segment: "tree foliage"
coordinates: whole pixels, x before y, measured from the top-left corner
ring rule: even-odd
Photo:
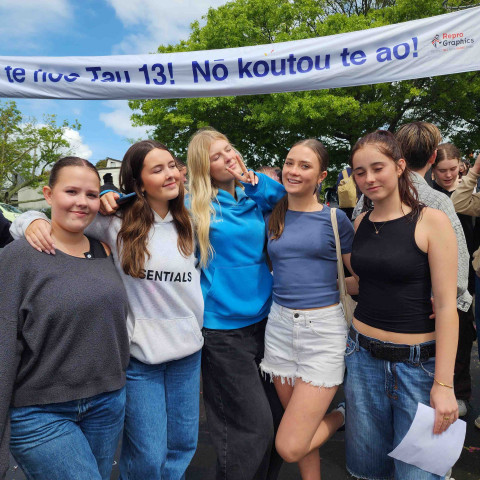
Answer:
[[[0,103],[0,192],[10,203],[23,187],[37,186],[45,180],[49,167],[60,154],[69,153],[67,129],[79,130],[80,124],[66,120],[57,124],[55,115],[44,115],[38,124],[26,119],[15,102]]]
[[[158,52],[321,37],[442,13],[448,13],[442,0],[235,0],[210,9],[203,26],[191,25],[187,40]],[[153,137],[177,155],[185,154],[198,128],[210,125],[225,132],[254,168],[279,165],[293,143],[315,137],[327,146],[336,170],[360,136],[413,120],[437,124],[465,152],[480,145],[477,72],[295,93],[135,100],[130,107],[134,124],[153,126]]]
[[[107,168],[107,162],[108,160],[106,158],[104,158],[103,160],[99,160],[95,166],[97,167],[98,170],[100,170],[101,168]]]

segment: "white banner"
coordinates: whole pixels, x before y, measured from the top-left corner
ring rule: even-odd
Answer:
------------------------------------
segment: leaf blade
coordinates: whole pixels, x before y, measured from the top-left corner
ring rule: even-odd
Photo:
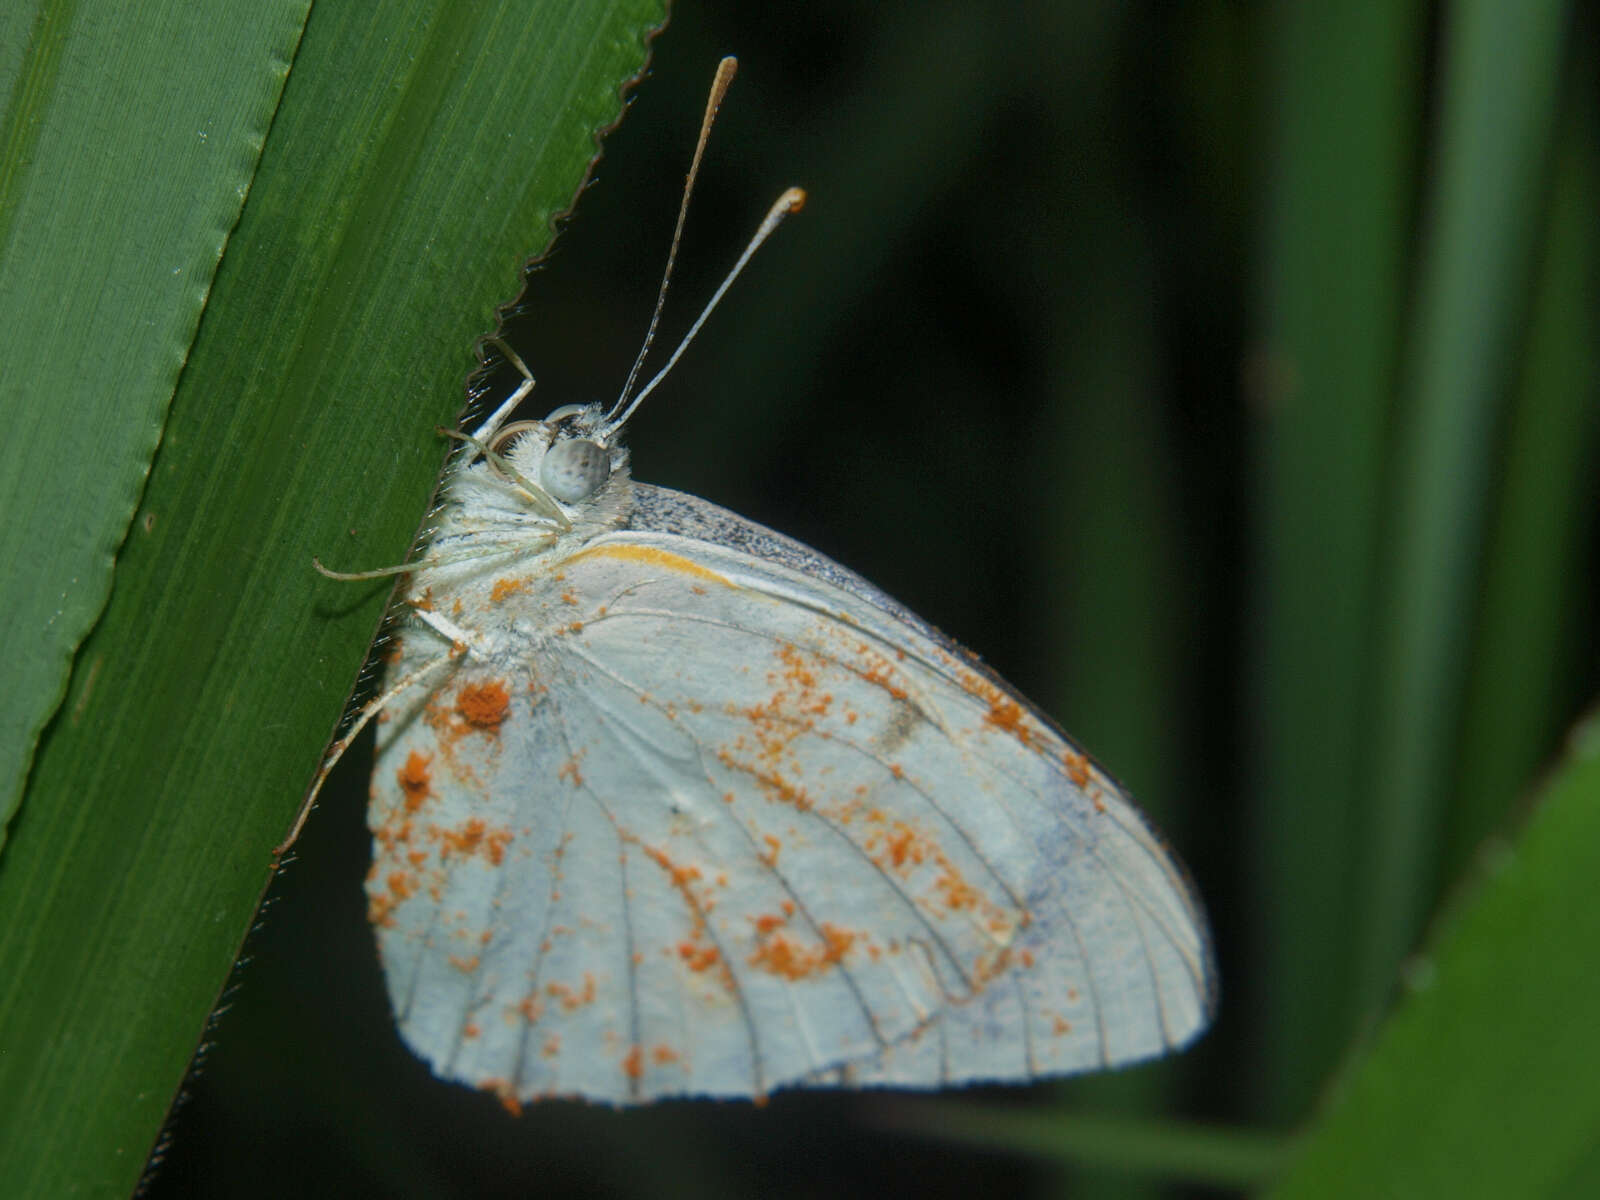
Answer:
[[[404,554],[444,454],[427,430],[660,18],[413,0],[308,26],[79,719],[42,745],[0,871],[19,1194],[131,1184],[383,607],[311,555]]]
------------------------------------
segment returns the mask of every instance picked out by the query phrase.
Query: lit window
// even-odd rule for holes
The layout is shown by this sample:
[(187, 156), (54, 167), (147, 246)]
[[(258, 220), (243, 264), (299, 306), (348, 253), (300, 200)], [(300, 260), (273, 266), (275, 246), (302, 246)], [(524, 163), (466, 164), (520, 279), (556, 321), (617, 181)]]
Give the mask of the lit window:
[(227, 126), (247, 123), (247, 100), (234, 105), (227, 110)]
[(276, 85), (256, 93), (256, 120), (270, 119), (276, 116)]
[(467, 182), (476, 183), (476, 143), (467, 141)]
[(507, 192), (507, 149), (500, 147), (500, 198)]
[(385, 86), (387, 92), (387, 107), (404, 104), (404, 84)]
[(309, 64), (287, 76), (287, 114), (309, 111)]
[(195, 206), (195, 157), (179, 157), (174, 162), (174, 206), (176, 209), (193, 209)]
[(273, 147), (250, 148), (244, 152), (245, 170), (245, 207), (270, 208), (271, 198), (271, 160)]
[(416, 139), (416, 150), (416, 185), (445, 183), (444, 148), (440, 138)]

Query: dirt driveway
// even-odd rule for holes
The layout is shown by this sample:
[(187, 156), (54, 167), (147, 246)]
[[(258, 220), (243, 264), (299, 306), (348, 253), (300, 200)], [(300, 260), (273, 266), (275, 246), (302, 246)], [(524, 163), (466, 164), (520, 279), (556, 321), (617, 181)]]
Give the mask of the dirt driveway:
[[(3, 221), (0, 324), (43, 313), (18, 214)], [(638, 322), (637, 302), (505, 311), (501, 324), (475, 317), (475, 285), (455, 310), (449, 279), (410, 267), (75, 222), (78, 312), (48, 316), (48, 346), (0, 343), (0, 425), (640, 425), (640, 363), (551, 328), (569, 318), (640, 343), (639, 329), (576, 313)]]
------------------------------------
EXERCISE PROMPT = Find the lines of the material that contain the word "segment" and report only how many there are.

RESPONSE TO THE EXERCISE = 4